The task: Print the material below word for word, leaving out the pictures.

Data to process:
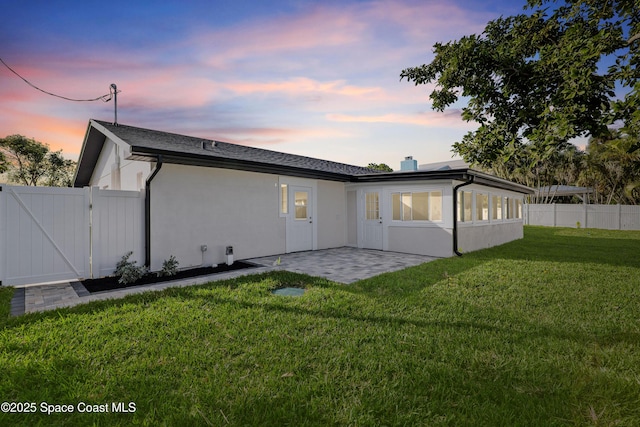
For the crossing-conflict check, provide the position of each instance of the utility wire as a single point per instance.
(104, 98)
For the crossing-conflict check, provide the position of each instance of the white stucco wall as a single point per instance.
(332, 215)
(114, 172)
(486, 236)
(193, 206)
(352, 218)
(431, 241)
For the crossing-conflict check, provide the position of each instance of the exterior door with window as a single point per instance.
(372, 221)
(300, 220)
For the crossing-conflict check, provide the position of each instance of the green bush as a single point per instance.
(127, 271)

Correct answer:
For the crossing-conflict check, provide the position of each instance of the utility wire as a single point per instance.
(104, 98)
For the crossing-conflict check, provide the position of each instance of the white stucco wall as a single point per instance.
(332, 215)
(114, 172)
(486, 236)
(193, 206)
(352, 218)
(431, 241)
For the crossing-conflict check, provide the position of each instance of the exterior door with window as a single point per instance.
(372, 221)
(300, 220)
For the crossing-conflict check, provide the position of each instance of the green bush as a single point per instance.
(127, 271)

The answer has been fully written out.